▶ [Dataset records]:
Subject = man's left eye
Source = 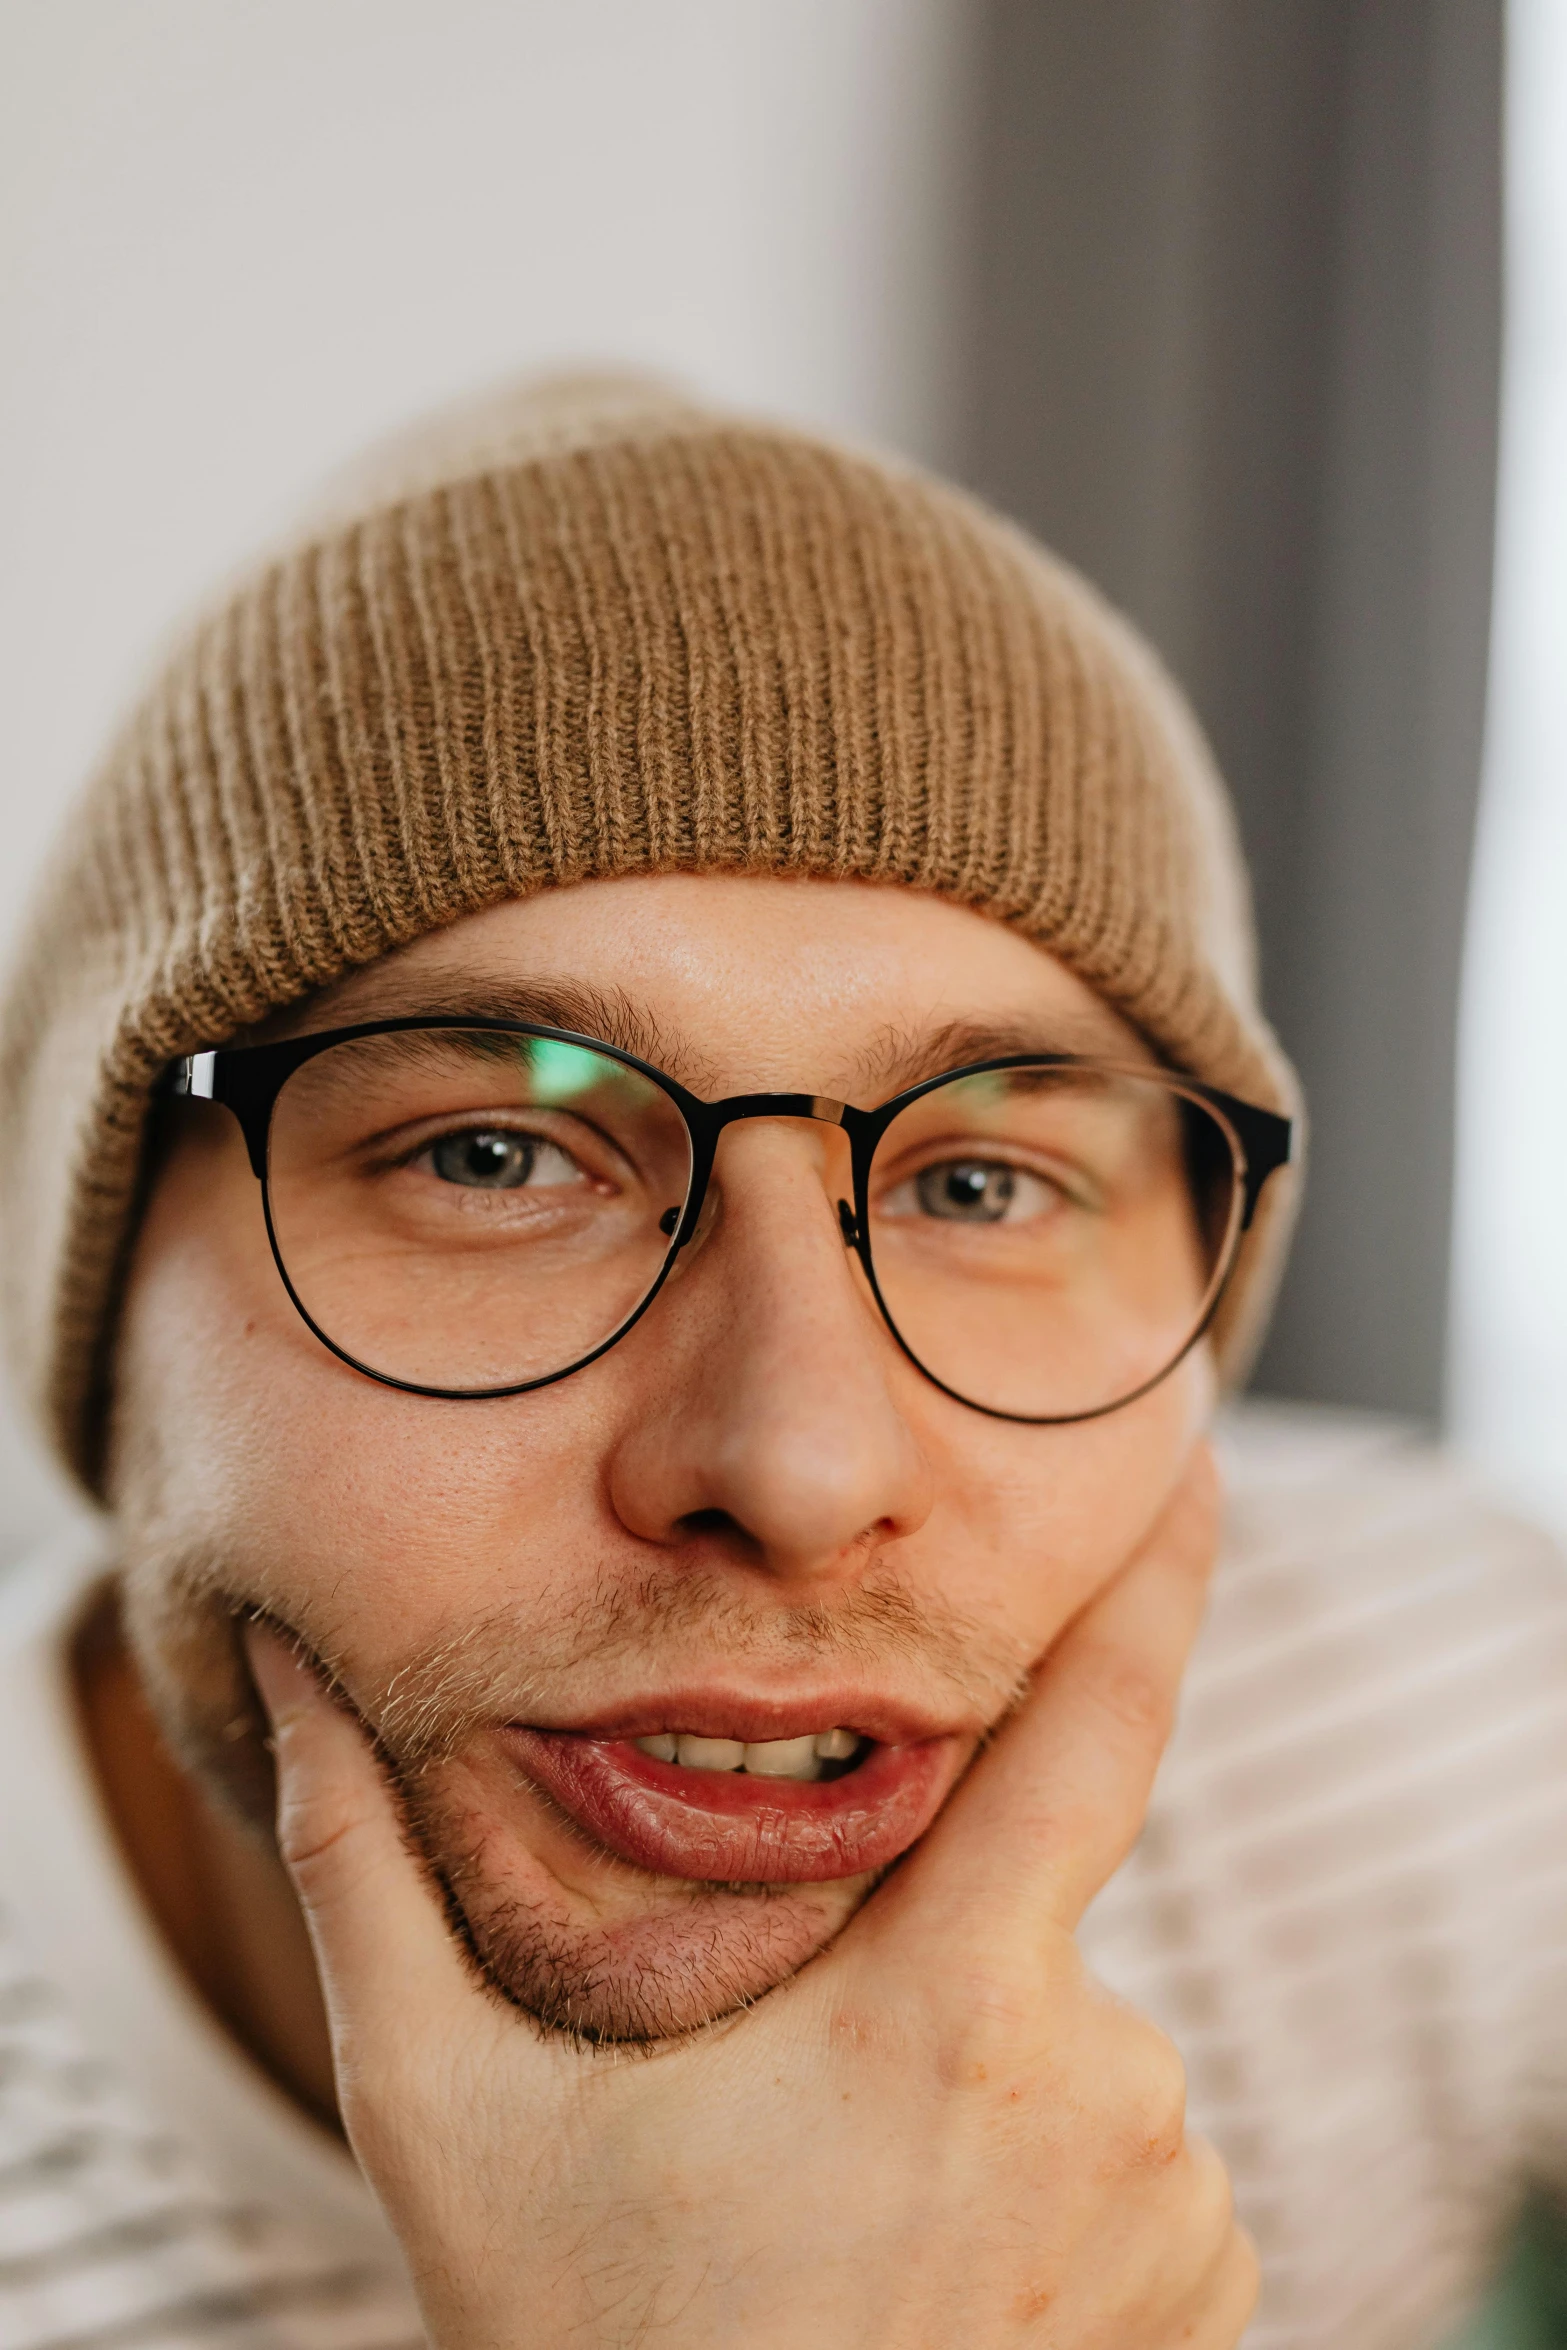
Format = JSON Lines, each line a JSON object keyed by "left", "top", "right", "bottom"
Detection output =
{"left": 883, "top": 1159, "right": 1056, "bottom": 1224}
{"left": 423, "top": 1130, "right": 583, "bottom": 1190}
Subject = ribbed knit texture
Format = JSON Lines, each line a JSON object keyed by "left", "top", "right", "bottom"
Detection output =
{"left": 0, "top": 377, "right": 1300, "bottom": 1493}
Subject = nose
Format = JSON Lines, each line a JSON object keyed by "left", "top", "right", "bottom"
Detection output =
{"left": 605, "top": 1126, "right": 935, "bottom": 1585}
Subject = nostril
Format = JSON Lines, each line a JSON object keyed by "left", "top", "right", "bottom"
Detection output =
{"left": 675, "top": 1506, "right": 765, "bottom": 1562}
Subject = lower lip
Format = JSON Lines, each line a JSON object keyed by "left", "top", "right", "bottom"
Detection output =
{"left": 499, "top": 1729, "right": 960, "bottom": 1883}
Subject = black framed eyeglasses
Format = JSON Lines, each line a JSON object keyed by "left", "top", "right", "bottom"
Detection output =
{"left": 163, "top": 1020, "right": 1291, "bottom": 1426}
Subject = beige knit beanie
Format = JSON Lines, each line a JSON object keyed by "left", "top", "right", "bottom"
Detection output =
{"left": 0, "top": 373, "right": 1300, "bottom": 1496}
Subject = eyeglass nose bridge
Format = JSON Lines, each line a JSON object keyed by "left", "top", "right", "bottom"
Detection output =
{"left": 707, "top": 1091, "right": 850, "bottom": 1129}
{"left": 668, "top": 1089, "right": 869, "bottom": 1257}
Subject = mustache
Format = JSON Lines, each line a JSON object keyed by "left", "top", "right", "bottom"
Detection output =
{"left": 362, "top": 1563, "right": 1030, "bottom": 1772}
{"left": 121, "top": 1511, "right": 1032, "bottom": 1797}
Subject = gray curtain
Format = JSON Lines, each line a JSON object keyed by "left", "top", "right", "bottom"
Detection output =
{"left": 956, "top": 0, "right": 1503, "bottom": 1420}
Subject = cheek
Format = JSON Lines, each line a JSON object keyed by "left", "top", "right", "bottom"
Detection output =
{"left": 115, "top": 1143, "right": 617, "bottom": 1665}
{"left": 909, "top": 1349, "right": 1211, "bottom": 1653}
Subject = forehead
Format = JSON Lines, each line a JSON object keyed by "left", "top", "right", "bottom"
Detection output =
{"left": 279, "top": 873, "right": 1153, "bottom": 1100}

* * *

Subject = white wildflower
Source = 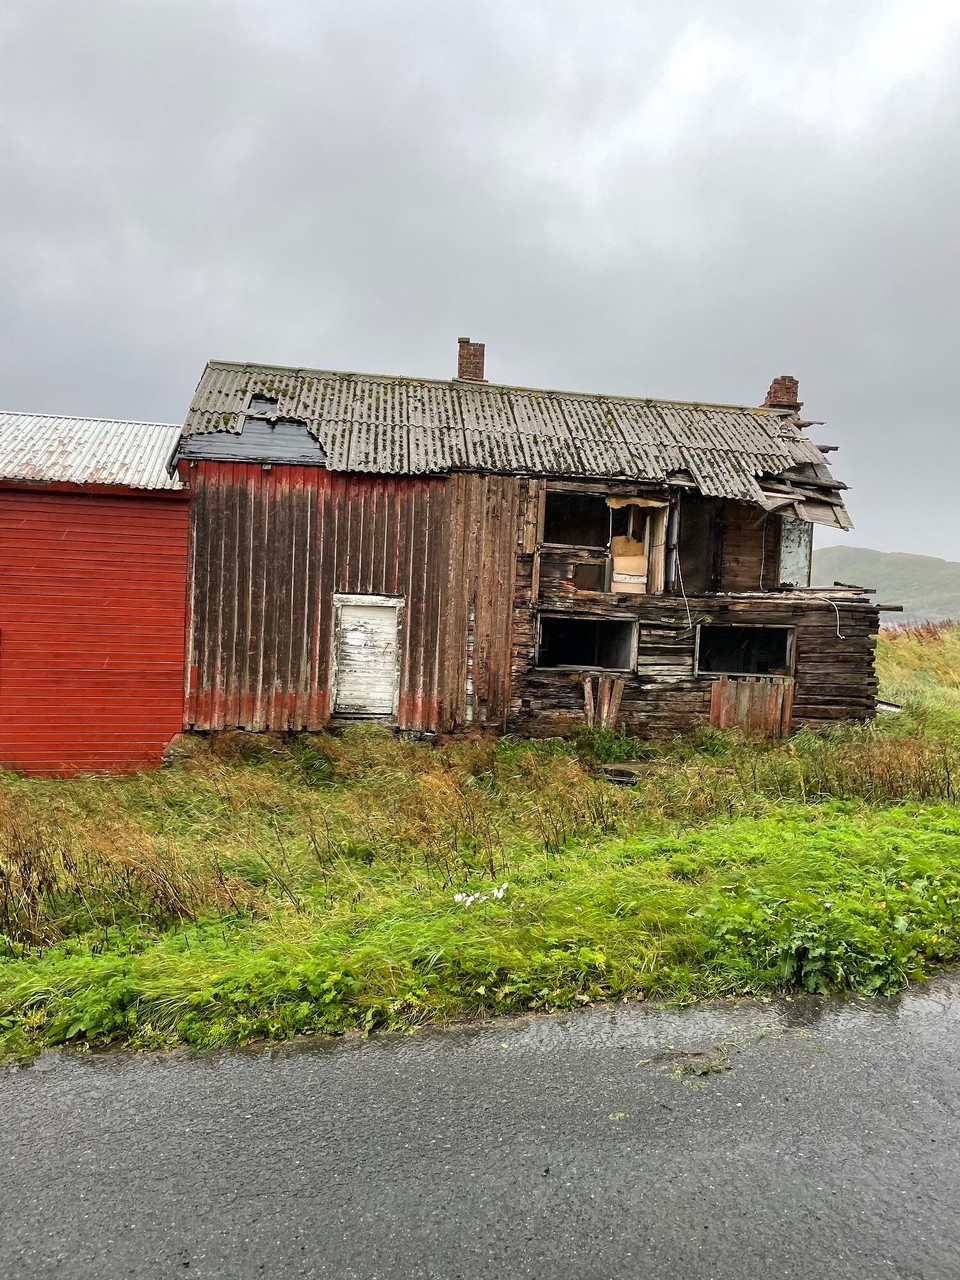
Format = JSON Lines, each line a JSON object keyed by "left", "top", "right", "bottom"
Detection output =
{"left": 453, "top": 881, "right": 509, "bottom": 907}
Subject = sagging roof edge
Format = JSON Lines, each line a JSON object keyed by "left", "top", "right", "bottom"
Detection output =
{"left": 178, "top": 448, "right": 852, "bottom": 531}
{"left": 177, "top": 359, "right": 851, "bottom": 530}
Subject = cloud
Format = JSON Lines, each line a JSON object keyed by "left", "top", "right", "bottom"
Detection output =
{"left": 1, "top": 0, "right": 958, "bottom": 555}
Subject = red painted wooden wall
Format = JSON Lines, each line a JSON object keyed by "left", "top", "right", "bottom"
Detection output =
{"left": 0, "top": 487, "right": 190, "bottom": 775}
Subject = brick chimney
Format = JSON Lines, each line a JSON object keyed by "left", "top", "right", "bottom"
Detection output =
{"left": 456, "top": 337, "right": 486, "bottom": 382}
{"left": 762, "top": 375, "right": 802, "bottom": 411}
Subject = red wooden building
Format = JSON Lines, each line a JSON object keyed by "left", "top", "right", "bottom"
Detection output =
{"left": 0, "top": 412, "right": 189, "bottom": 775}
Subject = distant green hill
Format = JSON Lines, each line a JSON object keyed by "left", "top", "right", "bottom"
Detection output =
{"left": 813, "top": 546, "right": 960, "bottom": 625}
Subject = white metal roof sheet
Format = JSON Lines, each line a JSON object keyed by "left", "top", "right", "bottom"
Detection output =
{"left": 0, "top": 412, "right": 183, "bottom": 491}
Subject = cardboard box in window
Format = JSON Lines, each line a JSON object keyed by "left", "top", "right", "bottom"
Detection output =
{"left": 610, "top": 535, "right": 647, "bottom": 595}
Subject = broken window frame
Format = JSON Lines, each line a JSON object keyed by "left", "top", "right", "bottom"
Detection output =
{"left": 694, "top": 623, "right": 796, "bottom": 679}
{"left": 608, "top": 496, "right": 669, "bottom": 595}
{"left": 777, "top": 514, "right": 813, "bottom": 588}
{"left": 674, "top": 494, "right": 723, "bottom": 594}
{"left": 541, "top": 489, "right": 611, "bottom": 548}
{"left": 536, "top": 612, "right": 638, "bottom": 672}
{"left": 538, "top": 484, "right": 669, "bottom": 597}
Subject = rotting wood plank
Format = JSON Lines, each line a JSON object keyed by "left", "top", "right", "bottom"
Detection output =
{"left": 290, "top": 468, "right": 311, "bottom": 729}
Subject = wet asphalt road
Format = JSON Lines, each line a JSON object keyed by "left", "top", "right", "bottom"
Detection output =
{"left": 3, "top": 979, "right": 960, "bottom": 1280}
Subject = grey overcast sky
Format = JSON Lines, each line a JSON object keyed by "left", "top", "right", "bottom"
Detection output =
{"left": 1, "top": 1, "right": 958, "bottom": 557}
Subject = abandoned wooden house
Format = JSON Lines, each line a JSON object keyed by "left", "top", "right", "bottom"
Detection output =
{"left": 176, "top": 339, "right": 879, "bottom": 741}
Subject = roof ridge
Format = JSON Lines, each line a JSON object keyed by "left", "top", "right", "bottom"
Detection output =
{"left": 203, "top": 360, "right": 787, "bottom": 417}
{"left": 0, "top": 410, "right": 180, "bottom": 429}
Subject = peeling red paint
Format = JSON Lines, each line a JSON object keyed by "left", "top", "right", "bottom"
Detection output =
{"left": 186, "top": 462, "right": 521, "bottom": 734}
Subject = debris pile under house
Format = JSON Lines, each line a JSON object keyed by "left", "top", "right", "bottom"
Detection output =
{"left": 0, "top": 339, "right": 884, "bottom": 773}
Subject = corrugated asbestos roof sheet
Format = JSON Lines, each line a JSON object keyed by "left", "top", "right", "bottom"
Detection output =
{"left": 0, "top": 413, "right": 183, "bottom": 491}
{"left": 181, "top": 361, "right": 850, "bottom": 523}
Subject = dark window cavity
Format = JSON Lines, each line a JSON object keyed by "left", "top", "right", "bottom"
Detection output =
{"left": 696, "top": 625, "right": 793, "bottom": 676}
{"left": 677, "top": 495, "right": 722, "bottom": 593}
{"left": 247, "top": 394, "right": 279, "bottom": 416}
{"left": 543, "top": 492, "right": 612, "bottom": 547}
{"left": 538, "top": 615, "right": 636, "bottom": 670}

==

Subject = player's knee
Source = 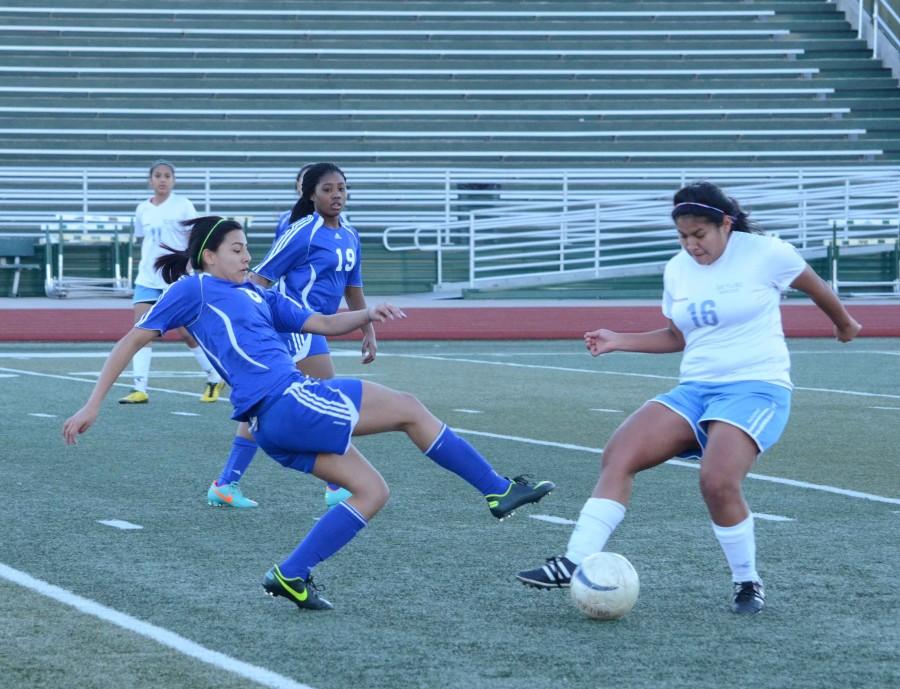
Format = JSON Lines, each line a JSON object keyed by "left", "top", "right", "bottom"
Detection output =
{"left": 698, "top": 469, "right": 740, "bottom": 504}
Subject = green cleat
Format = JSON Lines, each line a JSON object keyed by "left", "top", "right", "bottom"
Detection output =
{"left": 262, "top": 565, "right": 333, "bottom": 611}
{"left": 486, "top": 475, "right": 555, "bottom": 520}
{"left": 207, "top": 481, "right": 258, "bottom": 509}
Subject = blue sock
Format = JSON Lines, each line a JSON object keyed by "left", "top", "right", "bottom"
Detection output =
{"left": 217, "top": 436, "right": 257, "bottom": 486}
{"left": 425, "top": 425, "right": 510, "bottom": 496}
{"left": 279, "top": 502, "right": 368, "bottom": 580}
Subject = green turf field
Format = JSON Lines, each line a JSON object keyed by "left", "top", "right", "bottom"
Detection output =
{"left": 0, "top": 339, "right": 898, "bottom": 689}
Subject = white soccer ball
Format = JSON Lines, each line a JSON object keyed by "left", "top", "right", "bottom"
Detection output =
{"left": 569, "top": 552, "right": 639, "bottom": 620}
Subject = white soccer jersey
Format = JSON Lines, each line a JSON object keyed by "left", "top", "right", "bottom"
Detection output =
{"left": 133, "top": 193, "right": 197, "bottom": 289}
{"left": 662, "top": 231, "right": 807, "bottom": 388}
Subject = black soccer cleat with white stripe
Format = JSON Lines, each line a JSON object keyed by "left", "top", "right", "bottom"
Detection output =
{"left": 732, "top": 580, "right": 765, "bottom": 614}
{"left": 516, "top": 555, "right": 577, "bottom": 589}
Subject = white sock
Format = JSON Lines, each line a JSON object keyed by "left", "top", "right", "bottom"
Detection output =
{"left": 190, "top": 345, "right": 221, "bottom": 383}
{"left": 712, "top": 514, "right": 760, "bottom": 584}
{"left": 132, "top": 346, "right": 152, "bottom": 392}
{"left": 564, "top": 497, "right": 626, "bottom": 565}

▶ [Requirement]:
Find the line with "Subject = man's left eye" and the line with "Subject = nostril" in the records above. Copy both and all lines between them exactly, without pictures.

▶ [Solution for this exercise]:
Subject = man's left eye
Source = 
Format = JSON Lines, each line a JSON object keyed by "left", "top", "right", "bottom"
Detection output =
{"left": 883, "top": 1159, "right": 1056, "bottom": 1224}
{"left": 423, "top": 1130, "right": 583, "bottom": 1190}
Subject = ribbed knit texture
Format = JSON Lines, each line a JSON object keyed by "left", "top", "right", "bottom"
Detection output =
{"left": 0, "top": 377, "right": 1300, "bottom": 1493}
Subject = nose
Format = JSON Lines, each line a JSON object keyed by "left", "top", "right", "bottom"
Detection output =
{"left": 605, "top": 1126, "right": 935, "bottom": 1585}
Subject = nostril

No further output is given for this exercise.